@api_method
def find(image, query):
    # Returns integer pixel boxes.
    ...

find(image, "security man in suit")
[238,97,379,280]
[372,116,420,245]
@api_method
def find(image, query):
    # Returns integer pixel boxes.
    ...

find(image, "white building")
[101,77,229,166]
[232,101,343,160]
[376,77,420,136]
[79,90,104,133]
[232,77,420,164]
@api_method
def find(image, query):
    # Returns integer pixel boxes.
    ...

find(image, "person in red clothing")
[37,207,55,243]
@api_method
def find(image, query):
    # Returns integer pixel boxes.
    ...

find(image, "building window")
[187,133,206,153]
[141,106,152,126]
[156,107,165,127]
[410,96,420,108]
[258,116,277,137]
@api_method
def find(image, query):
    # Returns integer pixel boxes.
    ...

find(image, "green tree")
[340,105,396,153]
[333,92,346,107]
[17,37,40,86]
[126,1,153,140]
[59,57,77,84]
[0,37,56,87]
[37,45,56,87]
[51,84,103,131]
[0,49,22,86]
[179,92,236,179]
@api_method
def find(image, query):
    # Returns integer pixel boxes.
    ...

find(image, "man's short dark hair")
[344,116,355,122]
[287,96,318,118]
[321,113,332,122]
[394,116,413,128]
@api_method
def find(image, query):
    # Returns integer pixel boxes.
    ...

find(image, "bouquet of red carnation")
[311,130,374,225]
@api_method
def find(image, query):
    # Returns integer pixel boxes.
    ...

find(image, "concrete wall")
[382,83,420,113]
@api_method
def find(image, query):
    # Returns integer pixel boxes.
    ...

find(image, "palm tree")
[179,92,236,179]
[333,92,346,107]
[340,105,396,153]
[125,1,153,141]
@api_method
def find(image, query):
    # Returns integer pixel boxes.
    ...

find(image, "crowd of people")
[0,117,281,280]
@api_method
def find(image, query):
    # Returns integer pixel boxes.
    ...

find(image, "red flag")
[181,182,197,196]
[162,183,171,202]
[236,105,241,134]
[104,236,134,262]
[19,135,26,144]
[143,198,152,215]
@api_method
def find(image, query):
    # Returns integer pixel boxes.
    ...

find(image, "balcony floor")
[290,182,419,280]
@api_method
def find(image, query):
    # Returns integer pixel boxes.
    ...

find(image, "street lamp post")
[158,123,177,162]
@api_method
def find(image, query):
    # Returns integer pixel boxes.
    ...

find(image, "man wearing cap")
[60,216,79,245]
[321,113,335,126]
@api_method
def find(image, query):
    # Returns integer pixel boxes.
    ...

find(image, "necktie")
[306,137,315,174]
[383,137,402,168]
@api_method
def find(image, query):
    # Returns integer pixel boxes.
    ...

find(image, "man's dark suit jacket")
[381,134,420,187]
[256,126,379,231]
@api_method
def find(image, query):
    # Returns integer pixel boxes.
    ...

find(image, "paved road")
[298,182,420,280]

- **What this task involves**: Reproduce every line of the listing from its start through the line containing "[37,207,55,243]", shifting each bounding-box coordinate in the answers up by 99 and leaving all other text unchanged.

- **Result of the task**:
@api_method
def find(image, query):
    # Returns integer pixel boxes.
    ...

find(image, "security man in suit")
[337,196,478,379]
[471,215,519,344]
@api_method
def find(image, query):
    # Returns integer pixel boxes.
    ...

find(image, "white building")
[200,176,328,265]
[331,200,442,259]
[475,176,519,235]
[178,189,203,232]
[331,176,519,263]
@api_method
def find(image, query):
    # Returns integer pixel boxes.
    ...

find(image, "person in red clothing")
[136,306,154,342]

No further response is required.